• WORK TO COMPLETE:
Please report every line of the records that contains the string "exact", copying each such line in full. Case counts.

• GIVEN RECORDS:
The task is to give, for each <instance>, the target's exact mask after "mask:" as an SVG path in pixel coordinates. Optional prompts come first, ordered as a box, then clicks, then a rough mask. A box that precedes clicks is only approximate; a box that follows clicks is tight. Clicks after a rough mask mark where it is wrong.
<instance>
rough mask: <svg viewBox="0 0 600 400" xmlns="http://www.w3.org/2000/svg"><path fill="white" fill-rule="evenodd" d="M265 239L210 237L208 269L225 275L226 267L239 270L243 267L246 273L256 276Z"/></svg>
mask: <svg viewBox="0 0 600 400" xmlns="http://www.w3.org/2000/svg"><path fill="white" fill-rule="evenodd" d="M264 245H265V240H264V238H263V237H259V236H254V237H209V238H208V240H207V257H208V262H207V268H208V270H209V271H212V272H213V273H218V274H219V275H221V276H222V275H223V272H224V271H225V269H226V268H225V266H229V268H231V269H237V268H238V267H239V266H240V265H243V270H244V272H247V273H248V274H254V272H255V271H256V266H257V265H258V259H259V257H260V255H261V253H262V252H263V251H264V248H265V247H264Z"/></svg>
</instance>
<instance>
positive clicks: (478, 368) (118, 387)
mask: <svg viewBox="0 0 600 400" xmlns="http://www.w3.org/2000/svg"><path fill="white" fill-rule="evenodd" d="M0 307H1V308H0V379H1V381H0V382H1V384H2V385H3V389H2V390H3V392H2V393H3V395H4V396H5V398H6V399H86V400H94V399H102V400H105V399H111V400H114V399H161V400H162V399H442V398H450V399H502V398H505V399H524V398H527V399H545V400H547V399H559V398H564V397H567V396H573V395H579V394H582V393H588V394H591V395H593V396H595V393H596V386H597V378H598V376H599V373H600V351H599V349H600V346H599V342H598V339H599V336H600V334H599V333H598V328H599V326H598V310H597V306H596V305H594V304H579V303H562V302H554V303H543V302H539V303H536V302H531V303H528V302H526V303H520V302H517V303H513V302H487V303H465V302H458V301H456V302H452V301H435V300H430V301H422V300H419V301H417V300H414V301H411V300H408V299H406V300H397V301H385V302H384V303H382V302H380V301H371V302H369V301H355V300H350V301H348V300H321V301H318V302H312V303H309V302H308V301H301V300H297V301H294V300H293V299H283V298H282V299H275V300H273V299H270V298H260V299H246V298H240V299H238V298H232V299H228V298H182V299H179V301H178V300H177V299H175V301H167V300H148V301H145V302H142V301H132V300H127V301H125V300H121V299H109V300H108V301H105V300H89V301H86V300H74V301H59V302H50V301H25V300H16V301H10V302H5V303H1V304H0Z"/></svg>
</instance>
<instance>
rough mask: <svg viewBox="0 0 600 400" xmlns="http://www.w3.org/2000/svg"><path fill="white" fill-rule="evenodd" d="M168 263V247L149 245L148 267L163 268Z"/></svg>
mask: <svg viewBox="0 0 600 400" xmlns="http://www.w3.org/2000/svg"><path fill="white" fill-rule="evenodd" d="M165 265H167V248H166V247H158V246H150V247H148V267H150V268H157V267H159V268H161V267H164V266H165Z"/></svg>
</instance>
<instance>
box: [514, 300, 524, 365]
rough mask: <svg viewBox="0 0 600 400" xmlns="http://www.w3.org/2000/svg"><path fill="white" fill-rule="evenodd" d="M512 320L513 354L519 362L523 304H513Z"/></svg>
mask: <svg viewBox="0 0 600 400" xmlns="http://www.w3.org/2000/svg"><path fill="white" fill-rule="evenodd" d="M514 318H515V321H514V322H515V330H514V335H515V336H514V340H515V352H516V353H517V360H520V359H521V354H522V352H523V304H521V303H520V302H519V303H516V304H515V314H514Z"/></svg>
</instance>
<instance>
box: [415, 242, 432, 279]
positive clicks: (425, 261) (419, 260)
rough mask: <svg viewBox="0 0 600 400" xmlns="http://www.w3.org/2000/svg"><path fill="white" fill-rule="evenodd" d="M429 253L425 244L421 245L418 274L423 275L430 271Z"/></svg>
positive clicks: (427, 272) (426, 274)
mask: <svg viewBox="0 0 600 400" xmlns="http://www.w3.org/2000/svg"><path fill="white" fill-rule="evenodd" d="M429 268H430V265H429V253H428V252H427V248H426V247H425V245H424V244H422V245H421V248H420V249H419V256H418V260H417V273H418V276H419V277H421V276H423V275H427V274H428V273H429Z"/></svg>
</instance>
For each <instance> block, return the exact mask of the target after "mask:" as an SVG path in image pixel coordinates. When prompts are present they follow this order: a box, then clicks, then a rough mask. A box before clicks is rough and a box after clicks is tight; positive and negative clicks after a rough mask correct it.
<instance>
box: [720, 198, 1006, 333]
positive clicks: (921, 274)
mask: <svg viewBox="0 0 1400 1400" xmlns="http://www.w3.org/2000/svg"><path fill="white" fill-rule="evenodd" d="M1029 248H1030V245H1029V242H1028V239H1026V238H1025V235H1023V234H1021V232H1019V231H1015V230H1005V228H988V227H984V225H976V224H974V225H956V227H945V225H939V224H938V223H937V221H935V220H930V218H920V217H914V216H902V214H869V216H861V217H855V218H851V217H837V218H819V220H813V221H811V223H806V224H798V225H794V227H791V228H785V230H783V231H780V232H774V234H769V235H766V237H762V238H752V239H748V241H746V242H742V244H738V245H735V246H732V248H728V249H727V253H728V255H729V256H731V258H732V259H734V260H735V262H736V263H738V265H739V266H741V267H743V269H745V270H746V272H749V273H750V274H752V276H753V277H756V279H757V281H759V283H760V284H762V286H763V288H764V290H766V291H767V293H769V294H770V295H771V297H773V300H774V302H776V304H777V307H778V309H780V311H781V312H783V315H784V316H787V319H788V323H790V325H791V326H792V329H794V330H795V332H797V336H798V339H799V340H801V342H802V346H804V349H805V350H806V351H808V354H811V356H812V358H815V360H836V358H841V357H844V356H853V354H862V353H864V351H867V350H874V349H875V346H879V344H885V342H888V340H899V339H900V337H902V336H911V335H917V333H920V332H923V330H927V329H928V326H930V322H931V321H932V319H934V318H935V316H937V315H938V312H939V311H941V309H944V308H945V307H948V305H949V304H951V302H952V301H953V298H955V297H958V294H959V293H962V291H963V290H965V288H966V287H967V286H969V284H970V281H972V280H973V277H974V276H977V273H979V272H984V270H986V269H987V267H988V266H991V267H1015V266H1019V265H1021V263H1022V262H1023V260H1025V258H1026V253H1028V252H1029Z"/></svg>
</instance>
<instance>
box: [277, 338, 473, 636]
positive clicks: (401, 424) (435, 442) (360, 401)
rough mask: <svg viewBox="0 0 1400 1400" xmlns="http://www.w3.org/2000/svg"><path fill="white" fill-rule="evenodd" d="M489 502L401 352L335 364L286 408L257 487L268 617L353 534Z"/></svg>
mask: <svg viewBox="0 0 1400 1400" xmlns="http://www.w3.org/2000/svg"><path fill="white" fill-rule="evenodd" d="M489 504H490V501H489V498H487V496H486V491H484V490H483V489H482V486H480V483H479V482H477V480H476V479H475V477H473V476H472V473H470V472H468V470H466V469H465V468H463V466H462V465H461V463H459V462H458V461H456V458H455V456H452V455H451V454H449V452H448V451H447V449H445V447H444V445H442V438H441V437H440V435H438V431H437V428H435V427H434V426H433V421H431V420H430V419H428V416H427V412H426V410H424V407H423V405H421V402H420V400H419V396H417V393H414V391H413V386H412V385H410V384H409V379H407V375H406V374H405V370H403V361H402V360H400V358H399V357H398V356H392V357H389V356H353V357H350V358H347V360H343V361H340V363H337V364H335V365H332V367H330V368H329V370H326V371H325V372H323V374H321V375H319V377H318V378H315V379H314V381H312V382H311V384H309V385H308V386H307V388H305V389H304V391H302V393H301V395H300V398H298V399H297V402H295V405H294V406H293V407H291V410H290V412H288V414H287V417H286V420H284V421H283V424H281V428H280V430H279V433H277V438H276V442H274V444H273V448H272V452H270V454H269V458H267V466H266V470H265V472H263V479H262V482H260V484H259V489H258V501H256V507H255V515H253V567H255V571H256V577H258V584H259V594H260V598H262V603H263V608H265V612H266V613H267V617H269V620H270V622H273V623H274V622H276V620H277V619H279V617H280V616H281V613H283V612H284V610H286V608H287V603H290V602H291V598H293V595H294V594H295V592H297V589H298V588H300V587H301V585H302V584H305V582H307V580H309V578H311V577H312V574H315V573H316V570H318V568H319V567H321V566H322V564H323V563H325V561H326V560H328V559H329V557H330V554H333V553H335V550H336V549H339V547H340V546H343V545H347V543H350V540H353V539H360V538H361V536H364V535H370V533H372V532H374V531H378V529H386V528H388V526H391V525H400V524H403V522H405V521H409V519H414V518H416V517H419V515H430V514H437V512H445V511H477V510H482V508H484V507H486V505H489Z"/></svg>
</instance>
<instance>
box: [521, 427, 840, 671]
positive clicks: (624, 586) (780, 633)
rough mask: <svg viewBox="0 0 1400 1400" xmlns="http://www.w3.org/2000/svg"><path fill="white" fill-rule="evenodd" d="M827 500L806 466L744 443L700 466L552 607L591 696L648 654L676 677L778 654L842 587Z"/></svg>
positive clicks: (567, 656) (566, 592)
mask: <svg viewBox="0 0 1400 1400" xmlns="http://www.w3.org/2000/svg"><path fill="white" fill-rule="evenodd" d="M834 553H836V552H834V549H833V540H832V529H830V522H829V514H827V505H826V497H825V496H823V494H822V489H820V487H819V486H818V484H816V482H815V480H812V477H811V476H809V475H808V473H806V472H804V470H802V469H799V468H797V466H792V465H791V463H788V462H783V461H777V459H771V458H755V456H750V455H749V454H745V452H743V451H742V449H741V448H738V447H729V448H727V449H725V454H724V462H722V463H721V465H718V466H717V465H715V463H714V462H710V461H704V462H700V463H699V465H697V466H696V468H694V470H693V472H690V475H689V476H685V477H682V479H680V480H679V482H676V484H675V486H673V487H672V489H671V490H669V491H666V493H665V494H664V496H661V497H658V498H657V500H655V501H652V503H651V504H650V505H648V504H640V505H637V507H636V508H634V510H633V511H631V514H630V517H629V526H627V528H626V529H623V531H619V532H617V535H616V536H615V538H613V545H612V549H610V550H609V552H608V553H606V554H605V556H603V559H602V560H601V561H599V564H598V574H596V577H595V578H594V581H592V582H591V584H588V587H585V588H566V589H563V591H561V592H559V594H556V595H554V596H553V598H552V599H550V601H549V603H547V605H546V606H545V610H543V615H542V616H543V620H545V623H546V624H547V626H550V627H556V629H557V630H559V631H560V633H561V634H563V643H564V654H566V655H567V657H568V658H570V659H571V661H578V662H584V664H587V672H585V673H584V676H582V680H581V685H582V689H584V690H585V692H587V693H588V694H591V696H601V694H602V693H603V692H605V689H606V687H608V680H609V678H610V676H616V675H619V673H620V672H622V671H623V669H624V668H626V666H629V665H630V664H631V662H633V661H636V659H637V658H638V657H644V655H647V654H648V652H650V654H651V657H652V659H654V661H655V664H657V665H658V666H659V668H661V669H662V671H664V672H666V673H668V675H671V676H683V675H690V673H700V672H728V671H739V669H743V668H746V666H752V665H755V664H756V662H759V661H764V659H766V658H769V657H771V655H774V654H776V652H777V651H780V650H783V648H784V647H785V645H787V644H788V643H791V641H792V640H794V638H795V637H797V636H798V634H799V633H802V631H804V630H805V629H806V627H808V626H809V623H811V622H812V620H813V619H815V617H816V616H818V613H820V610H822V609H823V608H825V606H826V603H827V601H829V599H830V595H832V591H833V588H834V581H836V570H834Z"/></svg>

• TASK RESPONSE:
The task is to give, for each <instance>, the target's exact mask after "mask:" as an SVG path in pixel coordinates. Optional prompts come first, ordered as a box, then clicks, then a rough mask. A box that precedes clicks is only approximate; a box that follows clicks is tight. Clicks after a rough mask mark where it is wrong.
For each <instance> block, return the exact mask of the target after "mask:" as an SVG path in image pixel coordinates. When prompts are present they follow this order: a box, then clicks, then a rough mask. A box before clicks is rough and a box after clicks is tight; positive and negative clicks after a rough mask correct it.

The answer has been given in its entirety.